=== Work required ===
Write out the lines below again, swapping "storefront sign" for "shop sign" and leaving everything else the same.

=== Supplied material ===
☆ ☆ ☆ ☆ ☆
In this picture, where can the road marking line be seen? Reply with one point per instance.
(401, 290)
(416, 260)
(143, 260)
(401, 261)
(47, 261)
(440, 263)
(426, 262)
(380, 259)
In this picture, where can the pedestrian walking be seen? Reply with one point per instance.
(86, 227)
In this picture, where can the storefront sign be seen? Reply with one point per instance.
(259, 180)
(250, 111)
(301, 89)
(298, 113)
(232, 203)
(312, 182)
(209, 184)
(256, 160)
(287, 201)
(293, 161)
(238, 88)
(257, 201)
☆ ☆ ☆ ☆ ☆
=== Solution to the exercise ===
In this picture, where can the road marking line be seen? Reply with one point per instance.
(401, 290)
(416, 260)
(143, 260)
(401, 261)
(47, 261)
(440, 263)
(426, 262)
(380, 259)
In this picture, where can the pedestrian walking be seen? Reply with one point per instance.
(86, 227)
In this picture, where can the shop sign be seen? Reply with one point per instance.
(259, 180)
(250, 111)
(301, 89)
(298, 113)
(232, 203)
(312, 182)
(209, 184)
(256, 160)
(287, 201)
(293, 161)
(238, 88)
(257, 201)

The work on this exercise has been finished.